- _Passage to read_
⟨

We have some indication that remote learning may not best serve the needs of our scholars, but we want to be rigorous about if that is true and to what extent. Additionally, can we learn something about what needs require intervention to make remote learning better.
Student achievement is a complex topic so there is not a “one-size-fits-all” solution and learning type is no exception. We do, however, see general trends that can inform our approach moving forward with school re-openings in the post-COVID era.
In general, in-person learning confers greater test scores as compared to remote. There are notable exceptions to this, which can be creatively exploited in the event of a staged re-opening or hybrid learning model in the future. The following are takeaways to consider, keeping in mind the relatively small sample size of this data.
We will start with aggregate level information regarding remote and in-person learning types across several factors.
Below we see some striking differences between in-person and remote learning, based the on the mean percent correct for each question.
We will also aggregate these scores by question type for both learning types.
We see here that there is a noticeable difference in outcome relative to remote learning and in-person for ER and SR type problems. The difference in mean score for MC type problems is likely to be not meaningful. One intervention that can be drawn quickly for this is the need to practice extended and short response questions for students who are learning remotely. It should be noted that for ER type problems there are only two questions, so it is difficult to know for sure if the true difference between remote and in-person is actually >40%.
Looking at percent correct across the common core standards present a mixed bag of results. Remote scores appear to be better on several standards and in-person is better in roughly the same number of standards. There are a few standards by which the difference is too close to call with a three test sample.
Let’s now look a little deeper and break down the standards and test for learning types to see if there is more granular insights to be made.
So we see that for a subsection of the standards in-person is noticably better than remote. There are also some cases in which remote learning out performs in-person, but rarely is the difference large. 3.RI.8, 3.RI.4, and 3.L.5C are standards for which remote learning noticeably exceeded in-person. Standards 3.RL.&, 3.RL.1, 3.RL.2, 3.RI.5, and 3.RI.1 all had noticeably better outcomes with in-person instruction.
First we will look at the test performance over time. We see that both in-person and remote followed the same general trend that one might expect based on the change over a school. Students generally test better on something when it is fresh. It is meaningful to note that while the trend is the same across learning types, the peaks are higher and lows are not as low for in-person learning. Remote appears to be almost always a little behind in-person.
It is interesting to note that for the TA_U3 test, remote learning was 3% better on average than in-person, but the overall trend for that test over the time interval show a clear and rapid decline in scores. In the ELA_IA_2 test, which was the only test analyzed that showed a clear upward score trend, in-person learning generally outscored remote learning on the standards present on the ELA_IA_2 test.
It should be noted that the in-person location does not seem to have a major difference on performance. We see that the different locations have a mix of performance outcomes.

⟩

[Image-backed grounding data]

⟨

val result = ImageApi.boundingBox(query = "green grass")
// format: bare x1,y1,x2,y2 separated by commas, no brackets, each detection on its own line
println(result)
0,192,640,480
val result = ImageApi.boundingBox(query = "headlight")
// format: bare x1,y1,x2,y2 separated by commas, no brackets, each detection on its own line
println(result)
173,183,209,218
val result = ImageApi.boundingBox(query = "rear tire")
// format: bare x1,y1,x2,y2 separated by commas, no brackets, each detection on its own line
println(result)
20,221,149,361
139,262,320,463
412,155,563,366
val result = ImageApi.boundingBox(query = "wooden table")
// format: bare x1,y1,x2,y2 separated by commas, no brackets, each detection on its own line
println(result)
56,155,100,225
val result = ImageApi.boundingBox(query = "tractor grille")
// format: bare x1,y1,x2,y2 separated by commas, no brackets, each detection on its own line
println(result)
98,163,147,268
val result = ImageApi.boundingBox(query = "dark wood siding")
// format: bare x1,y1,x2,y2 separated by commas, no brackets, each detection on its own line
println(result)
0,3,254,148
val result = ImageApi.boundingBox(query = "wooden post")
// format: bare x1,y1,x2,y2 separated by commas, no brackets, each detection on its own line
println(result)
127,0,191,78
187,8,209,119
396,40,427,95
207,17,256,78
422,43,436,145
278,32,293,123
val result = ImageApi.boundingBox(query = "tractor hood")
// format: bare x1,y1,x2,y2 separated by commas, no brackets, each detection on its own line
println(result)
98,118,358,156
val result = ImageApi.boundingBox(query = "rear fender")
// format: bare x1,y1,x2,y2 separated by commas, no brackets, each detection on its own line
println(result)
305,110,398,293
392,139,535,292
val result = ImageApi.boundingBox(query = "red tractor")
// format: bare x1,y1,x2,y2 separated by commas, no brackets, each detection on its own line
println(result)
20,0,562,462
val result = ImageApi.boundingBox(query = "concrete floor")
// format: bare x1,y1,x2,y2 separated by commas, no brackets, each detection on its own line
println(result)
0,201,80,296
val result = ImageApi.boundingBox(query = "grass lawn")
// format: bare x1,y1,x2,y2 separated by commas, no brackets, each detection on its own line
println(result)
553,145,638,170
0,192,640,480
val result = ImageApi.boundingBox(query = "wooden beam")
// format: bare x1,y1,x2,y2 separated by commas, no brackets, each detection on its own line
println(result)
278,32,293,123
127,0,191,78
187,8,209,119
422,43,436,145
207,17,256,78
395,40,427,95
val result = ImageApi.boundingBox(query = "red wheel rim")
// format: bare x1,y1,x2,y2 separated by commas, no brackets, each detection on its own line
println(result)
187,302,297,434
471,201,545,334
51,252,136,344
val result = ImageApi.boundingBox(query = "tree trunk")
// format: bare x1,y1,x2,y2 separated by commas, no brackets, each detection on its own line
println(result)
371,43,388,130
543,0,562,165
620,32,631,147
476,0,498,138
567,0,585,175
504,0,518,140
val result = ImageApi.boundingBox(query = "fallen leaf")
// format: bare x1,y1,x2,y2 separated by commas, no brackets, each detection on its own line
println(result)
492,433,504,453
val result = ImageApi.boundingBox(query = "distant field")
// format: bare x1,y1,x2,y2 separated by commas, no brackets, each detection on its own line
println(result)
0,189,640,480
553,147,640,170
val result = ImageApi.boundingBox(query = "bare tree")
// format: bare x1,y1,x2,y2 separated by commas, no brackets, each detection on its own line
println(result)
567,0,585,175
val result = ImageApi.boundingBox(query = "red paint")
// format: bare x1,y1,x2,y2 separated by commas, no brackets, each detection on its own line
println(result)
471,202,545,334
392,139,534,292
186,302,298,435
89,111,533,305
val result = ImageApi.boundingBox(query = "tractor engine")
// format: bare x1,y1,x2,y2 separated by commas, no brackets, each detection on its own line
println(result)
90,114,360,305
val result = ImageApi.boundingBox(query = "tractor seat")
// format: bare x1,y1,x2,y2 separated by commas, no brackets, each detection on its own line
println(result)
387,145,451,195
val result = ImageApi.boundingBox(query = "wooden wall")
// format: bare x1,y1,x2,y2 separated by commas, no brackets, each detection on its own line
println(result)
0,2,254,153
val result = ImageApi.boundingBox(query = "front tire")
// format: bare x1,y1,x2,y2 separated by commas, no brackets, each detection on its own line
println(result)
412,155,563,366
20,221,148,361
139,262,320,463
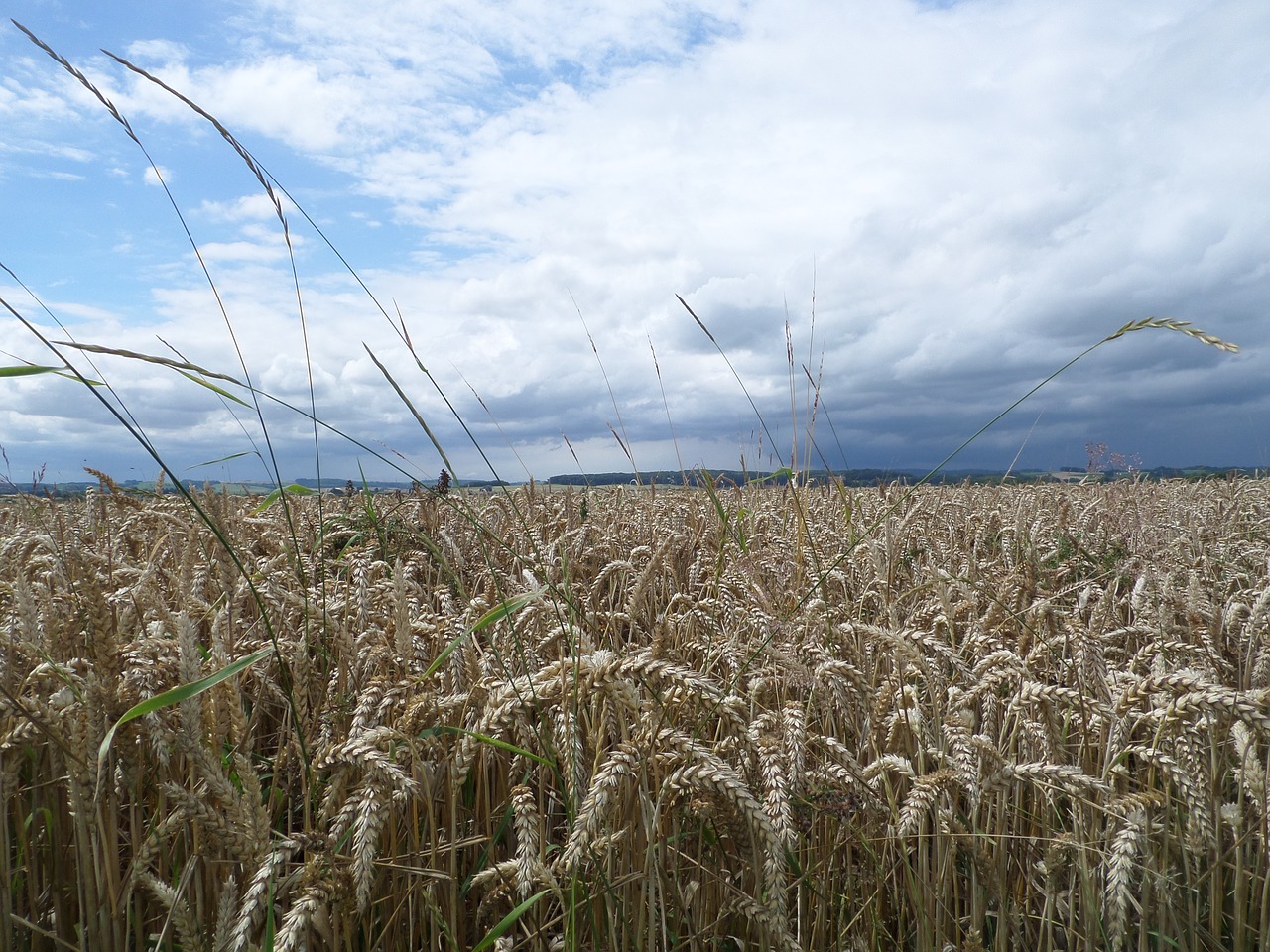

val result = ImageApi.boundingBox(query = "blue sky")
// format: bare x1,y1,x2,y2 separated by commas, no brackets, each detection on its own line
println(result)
0,0,1270,481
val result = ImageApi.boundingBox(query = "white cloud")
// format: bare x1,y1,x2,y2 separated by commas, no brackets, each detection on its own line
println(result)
0,0,1270,475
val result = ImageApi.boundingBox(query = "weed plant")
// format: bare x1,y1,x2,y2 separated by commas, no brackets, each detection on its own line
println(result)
0,20,1254,952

⟩

- _Activity list_
1: Answer these questions about the analysis of remote and in-person learning:
(a) For which two question types was there a noticeable difference in outcome between remote and in-person learning?
(b) Which test was the only one analyzed that showed a clear upward score trend?
(c) Does the in-person location seem to make a major difference in performance?
2: Write the next part of the analysis of remote and in-person learning, picking up after its last sentence.

- _Answers by item number_
1:
(a) ER and SR type problems.
(b) The ELA_IA_2 test.
(c) No. The different locations have a mix of performance outcomes.

2:
If we select students for which there are direct comparisons to be made between learning style, that is, students who took a test in both remote and in-person settings we see an interesting picture. First, in-person learning generally confers better test scores. This is especially true on the cumulative assessment ELA_IA_2. For that test, there are many students with striking differences in performance once taken in-person.
For comparison on standards this data set does not have a large enough sample to evaluate the difference thoroughly, but we see a mixed bag of results. More information is needed in this regard to determine a meaningful trend. Given the variation in the standards is it likely that some mix of remote and in-person could still accomplish performance goals, if that route is needed in the future. We would need to carefully design which standards are taught in what learning context (remote/in-person).
We can now focus on what, if any, other factors might come into play for student performance on these assessemtns. We will run some statistical and machine learning algorithms to determine which factors present in the dataset are most predictive of the percent correct.
## # A tibble: 2 x 3
## .metric .estimator .estimate
## <chr> <chr> <dbl>
## 1 accuracy binary 0.745
## 2 kap binary 0.418
## # A tibble: 2 x 2
## percent_correct pct
## <fct> <dbl>
## 1 0 0.628
## 2 1 0.372
Our model predicts better than a naive guess at all wrong answers, but only by 12%. The Kappa score could also be higher, but we would either need more data from a “good” scoring test to balance the right and wrong answers or we can up sample the correctly answer questions to better balance the data.
We see below that the primary factor for percent correct on a given test is the student. That should be obvious. The test date is also important, but that is likely due to both “freshness” of material and the fact that two of the three test trended downward, which the machines will learn quickly. The machine also learned of downward trend by weighting the TA_U3 and TA_U4 test highly. This further suggests the need to upsample correct answers or add more data points.
Interesting points include the high importance of each class (ClassID), the high importance of individual teachers (StaffListID), and the fact that remote learning is very far down the list. This isn’t to say that learning type is not valuable to student performance, we see that there are striking difference in certain contexts. However, there could also be other factors and interventions that contribute to more to performance than location or learning type.